(Natural-language object grounding data)

▬▬▬▬▬▬▬▬▬▬

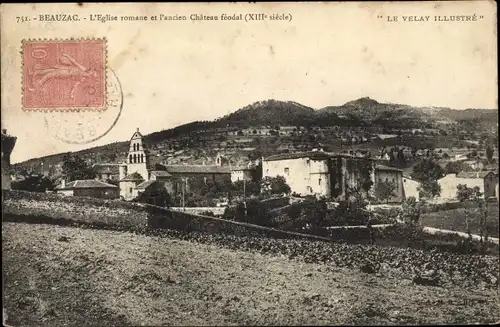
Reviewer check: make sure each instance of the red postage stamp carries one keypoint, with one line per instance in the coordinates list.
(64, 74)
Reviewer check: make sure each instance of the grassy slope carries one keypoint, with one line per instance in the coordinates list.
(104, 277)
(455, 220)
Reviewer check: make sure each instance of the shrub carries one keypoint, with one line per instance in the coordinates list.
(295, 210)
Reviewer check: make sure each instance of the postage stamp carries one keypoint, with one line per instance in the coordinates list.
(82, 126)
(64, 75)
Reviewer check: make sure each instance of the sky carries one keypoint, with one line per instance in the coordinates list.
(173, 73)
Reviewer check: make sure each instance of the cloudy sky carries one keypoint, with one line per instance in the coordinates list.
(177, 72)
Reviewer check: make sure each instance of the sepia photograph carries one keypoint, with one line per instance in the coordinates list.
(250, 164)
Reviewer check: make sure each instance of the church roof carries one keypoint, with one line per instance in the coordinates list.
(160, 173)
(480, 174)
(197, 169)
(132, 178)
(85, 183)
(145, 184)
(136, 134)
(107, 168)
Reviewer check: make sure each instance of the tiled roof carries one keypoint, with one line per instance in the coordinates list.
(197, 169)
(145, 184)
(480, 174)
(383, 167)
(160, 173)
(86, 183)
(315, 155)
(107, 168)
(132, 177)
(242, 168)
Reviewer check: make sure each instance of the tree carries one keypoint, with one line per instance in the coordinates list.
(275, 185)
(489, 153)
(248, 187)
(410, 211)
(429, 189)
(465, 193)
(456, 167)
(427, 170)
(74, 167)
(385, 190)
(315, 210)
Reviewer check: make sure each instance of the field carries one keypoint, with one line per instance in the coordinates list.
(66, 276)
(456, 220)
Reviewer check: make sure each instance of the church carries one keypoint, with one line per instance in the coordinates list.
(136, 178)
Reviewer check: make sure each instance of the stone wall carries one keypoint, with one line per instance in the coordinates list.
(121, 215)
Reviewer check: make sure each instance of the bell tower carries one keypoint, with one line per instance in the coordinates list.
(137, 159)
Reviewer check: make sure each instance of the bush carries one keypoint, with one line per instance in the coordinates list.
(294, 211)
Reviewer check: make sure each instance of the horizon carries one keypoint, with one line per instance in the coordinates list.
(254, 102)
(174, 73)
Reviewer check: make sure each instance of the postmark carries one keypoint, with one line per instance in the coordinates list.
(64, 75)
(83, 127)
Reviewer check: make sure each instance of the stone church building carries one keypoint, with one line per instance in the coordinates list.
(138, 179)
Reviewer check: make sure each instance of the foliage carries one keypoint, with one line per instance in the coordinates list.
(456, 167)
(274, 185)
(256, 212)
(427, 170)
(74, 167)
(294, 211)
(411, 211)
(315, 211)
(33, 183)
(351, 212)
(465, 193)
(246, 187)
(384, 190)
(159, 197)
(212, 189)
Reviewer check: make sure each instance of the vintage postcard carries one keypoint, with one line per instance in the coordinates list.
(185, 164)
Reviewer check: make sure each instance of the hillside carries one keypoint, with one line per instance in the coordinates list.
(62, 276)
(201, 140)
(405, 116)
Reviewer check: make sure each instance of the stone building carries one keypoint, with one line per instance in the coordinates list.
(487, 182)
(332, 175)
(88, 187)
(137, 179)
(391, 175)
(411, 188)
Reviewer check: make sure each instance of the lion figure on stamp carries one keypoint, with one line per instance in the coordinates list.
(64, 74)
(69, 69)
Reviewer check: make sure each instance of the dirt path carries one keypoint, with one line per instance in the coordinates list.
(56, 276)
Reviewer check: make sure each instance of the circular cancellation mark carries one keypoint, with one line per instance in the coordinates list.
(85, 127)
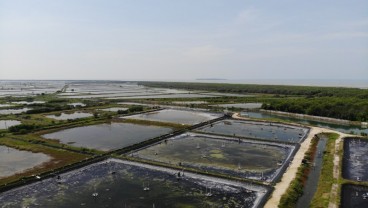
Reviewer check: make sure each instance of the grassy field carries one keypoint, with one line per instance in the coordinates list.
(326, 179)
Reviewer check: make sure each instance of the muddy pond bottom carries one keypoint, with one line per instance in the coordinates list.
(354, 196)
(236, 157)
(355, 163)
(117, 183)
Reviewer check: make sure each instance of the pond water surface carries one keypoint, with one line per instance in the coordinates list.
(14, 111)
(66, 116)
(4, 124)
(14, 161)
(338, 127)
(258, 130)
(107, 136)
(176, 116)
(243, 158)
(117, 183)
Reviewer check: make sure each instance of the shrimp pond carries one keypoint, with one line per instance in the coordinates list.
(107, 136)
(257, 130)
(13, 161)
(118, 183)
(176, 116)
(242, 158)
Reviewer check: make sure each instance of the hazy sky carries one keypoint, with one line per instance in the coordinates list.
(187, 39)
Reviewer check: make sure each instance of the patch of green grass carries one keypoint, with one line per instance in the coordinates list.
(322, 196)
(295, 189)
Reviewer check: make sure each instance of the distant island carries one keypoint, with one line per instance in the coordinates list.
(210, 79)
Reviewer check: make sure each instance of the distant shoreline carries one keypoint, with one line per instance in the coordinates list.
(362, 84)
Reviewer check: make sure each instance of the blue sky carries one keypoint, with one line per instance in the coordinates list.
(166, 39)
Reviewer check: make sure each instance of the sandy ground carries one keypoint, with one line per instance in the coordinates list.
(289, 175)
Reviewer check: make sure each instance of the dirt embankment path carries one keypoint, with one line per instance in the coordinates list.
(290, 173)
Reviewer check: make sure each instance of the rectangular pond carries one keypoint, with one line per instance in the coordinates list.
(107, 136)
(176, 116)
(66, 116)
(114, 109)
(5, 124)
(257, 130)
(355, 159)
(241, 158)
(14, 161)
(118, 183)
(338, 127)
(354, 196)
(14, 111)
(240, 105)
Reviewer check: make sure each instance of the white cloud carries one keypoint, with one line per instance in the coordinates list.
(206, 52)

▬▬▬▬▬▬▬▬▬▬

• [Your objective] Every line above should be transcribed exactly, though no image should be carried over.

• [Problem solution]
Reviewer check: make sure each instance of the red postage stamp carries one keypoint, with one line per instance in the coordinates list.
(64, 74)
Reviewer check: make sure each instance of the grassy slope carries one keypoint, with one line per instance in the coordinates list.
(104, 277)
(455, 220)
Reviewer check: make sure each instance of the shrub carries one keypoint, with one line per instance in the coordinates list.
(295, 210)
Reviewer check: make sure each instance of the postage stamp carries one keypoint, with one line per instance in the coordinates list.
(82, 126)
(64, 75)
Reviewer check: make sure each instance of the sky carries one keypoint, with one line per instance in the coordinates list.
(173, 73)
Reviewer check: make sure each instance of the cloudy sky carries one keypoint, with one line per instance in the coordinates list.
(177, 72)
Reviewer check: make sure each instance of the sepia photograph carries one keypoint, with one line per instance in the coordinates list.
(250, 164)
Reviewer check: make sure each instance of the church roof carries one keypoint, with one line per instance in the coordinates list.
(160, 173)
(480, 174)
(197, 169)
(132, 178)
(85, 183)
(145, 184)
(136, 134)
(107, 168)
Reviewer check: make sure each instance of the tiled roof carries one keypoint, with one line per instance in the coordinates list.
(197, 169)
(145, 184)
(480, 174)
(383, 167)
(160, 173)
(86, 183)
(315, 155)
(107, 168)
(132, 177)
(242, 168)
Reviewer check: make sure each instance of the tree carries one keypoint, with one line per instance in the coordinates list.
(275, 185)
(489, 153)
(248, 187)
(410, 211)
(429, 189)
(465, 193)
(456, 167)
(427, 170)
(74, 167)
(385, 190)
(315, 210)
Reviewer check: make sure each instance of the field carries one keypoint, with one line per instance in the coordinates list.
(66, 276)
(456, 220)
Reviewer check: make sure each instance of the church carries one keypoint, with one line per instance in the coordinates list.
(136, 178)
Reviewer check: make sure each instance of the stone wall carries one keypoint, with one line per instance in the coordinates list.
(121, 215)
Reviewer check: make sure each instance of the bell tower carries one keypoint, with one line per instance in the coordinates list.
(137, 159)
Reviewer check: make sure each instance of the bush carries one keypoint, with one line per instance in the coordinates list.
(294, 211)
Reviewer check: make sure each instance of the horizon carries one keypoint, with one line per instance in the coordinates list.
(254, 102)
(174, 73)
Reviewer check: make sure each instance of the postmark carries one keypoint, with one line per instance in the coordinates list.
(64, 75)
(83, 127)
Reviewer check: make sure each instance of the stone church building carries one keypoint, with one line per instance in the coordinates list.
(138, 179)
Reviewer check: make sure each instance of the foliage carries one keypoint, with one line per instance in the coordinates list.
(456, 167)
(274, 185)
(256, 212)
(427, 170)
(74, 167)
(294, 211)
(411, 211)
(315, 211)
(33, 183)
(351, 212)
(465, 193)
(246, 187)
(384, 190)
(159, 197)
(212, 189)
Reviewer check: make sure each instance of the vintage postcard carries one keypoint, with one line per instance in the coordinates list.
(185, 164)
Reviewer check: make sure each instance of the hillside carries one keypoint, with one line per instance in the coordinates list.
(62, 276)
(201, 140)
(405, 116)
Reviewer check: make sure each instance of the stone building carries one keypoint, with one line per instance in the coordinates list.
(487, 182)
(332, 175)
(88, 187)
(137, 179)
(391, 175)
(411, 188)
Reviewer check: make sure each instance of the lion figure on stamp carries one keypoint, with one line per instance in the coordinates list.
(64, 74)
(69, 69)
Reviewer check: make sure each instance of the dirt path carries one keypoint, with one line per instance in the coordinates list.
(56, 276)
Reviewer check: make sure each instance of the circular cancellation mark carries one keypoint, with one line per instance in the coordinates list.
(85, 127)
Reviewer check: make sure each instance of the grassy field carries one keypoint, with one line per instance in the coordinates list.
(326, 179)
Reviewer check: make sure each instance of the muddy pond bottom carries one keypoint, with one line per instance in the coordinates list.
(354, 196)
(236, 157)
(355, 163)
(117, 183)
Reviewer check: make sure each instance of the pond water surface carries one keypoint, with one line per instance in the coordinates list.
(14, 111)
(66, 116)
(4, 124)
(14, 161)
(338, 127)
(258, 130)
(107, 136)
(176, 116)
(243, 158)
(117, 183)
Reviewer check: make sure each instance of the shrimp pond carries one keypoint, with one line per instance in the coordinates list.
(107, 136)
(257, 130)
(13, 161)
(118, 183)
(176, 116)
(242, 158)
Reviewer check: make sure each instance of the hazy sky carries one keypoint, with one line per instance in the coordinates list.
(187, 39)
Reviewer check: make sure each instance of the patch of green grass carries one keypoint, with one line per instance in the coordinates list.
(322, 196)
(295, 189)
Reviewer check: make sure each instance of the distant island carries one keypoint, with one line per instance in the coordinates list.
(210, 79)
Reviewer check: make sure each instance of the distant shoreline carries one keypoint, with one line per instance in the coordinates list.
(362, 84)
Reviewer check: make sure each instance of the blue sky carries one keypoint, with one line per instance in the coordinates list.
(166, 39)
Reviewer check: make sure each instance of the sandy ground carries one keypoint, with one line per instance in the coordinates list.
(289, 175)
Reviewer check: make sure each instance of the dirt embankment path carries one keypoint, with one line per instance in the coordinates list.
(290, 173)
Reviewer check: make sure each instance of the rectangular pond carries one keypoint, with one line per instance in the coordinates list.
(107, 136)
(176, 116)
(66, 116)
(114, 109)
(5, 124)
(257, 130)
(355, 159)
(241, 158)
(14, 161)
(118, 183)
(338, 127)
(354, 196)
(14, 111)
(240, 105)
Reviewer check: make sure each instance of the white cloud carries one keypoint, with one line per instance in the coordinates list.
(206, 52)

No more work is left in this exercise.